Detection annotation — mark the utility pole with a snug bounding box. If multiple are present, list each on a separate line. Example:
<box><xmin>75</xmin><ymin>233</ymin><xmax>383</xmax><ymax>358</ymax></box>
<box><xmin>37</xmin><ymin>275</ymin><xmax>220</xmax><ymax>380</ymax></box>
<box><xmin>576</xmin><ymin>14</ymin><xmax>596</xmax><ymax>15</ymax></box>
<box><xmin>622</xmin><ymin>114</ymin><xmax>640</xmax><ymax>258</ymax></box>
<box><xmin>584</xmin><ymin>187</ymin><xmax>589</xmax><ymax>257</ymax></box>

#####

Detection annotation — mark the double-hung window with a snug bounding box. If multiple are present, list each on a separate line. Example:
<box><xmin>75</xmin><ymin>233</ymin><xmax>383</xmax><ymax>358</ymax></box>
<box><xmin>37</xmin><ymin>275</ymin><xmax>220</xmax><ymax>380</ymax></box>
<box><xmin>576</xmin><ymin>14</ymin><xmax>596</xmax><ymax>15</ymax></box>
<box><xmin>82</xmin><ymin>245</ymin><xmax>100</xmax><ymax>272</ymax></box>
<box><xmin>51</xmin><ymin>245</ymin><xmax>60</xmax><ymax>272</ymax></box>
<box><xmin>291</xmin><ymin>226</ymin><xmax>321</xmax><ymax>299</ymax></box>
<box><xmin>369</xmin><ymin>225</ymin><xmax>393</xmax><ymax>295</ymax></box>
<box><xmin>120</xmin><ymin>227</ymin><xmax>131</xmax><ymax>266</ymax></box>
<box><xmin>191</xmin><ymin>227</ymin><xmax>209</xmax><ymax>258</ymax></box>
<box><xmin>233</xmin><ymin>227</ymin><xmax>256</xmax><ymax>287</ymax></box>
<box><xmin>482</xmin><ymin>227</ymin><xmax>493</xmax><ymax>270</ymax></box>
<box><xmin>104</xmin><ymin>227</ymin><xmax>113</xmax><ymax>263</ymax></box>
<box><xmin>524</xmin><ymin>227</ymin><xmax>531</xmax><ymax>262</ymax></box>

#####

Count the lines in the entries above that contain the string "snug", with case counting, and reply with the number alone.

2